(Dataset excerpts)

_ _ _ _ _ _ _

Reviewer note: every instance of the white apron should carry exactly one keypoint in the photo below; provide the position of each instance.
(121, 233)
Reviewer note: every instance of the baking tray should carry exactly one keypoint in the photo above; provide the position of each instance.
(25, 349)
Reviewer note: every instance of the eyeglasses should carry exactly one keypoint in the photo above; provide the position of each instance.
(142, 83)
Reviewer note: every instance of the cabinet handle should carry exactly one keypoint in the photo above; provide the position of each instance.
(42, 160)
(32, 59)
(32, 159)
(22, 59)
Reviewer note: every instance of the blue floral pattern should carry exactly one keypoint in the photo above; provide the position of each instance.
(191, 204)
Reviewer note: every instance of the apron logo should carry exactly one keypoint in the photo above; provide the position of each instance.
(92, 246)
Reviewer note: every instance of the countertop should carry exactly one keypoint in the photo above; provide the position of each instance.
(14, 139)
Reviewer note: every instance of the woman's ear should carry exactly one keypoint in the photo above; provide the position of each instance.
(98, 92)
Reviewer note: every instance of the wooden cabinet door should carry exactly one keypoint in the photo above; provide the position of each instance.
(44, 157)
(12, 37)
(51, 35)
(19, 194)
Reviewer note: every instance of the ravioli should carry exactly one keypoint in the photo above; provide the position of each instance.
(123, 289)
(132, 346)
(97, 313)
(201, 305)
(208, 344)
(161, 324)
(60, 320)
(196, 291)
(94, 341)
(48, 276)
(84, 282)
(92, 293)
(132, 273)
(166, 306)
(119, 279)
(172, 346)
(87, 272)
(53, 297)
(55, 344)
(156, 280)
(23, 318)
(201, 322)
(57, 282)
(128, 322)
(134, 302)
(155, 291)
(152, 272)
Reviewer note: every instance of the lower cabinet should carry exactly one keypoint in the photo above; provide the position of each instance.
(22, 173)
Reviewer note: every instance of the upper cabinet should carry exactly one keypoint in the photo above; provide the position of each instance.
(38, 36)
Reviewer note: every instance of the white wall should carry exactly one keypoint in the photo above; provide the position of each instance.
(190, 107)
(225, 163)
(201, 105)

_ _ _ _ _ _ _

#### WHAT THIS TASK INVOLVES:
Each record above, in full: retype it verbatim.

#### OUTPUT OF THE EXERCISE:
Reviewer note: every instance of the white apron should carry exactly one keypoint in the photo below; provide the position of each instance.
(121, 233)
Reviewer note: every instance of the baking tray should carry exactly one keypoint in the photo above; provide the position of each instance.
(25, 349)
Reviewer note: every instance of the eyeglasses should carry exactly one keypoint in the photo above; provide the position of each instance.
(142, 83)
Reviewer note: every instance of the cabinet handle should carry exactly one keypoint in the photo above; provide the position of each instance.
(42, 160)
(32, 59)
(32, 159)
(22, 59)
Reviewer note: every instance of the blue floral pattern should carry exactly one keypoint in the photo above; provide the position of each instance.
(191, 204)
Reviewer note: every instance of the apron logo should carry exactly one keypoint in the photo above; provide the position of each instance.
(92, 246)
Reviewer note: every instance of the countertop should carry exactly one keypoint in the photo above; provide the position of each instance.
(14, 139)
Reviewer note: every instance of the woman's ear should carry exactly one keypoint in the photo above; provide the position of each instance.
(98, 92)
Reviewer note: every instance of the wooden cabinet door should carry exactly one keypoint in the photo above; provide the position of each instance.
(44, 157)
(12, 37)
(51, 35)
(19, 194)
Reviewer note: every instance of the ravioli should carry exactly one keypoint in the photo above; provide the position of each instance.
(123, 289)
(132, 346)
(97, 313)
(201, 305)
(208, 344)
(161, 324)
(60, 320)
(196, 291)
(94, 341)
(48, 276)
(84, 282)
(92, 293)
(132, 273)
(166, 306)
(119, 279)
(172, 346)
(87, 272)
(53, 297)
(55, 344)
(156, 280)
(23, 318)
(201, 322)
(57, 282)
(128, 322)
(134, 302)
(155, 291)
(152, 272)
Reviewer note: every instance of the lower cabinet should carry exactly one keypoint in the photo above; provide the position of each instance.
(22, 173)
Reviewer note: every instance of the upper cabinet should carry exactly one keypoint in the photo above; provide the position of each instance.
(38, 36)
Reviewer note: every instance of the white wall should carry exactly one keypoint in the photo above; provide the position of each instance.
(190, 107)
(225, 163)
(201, 105)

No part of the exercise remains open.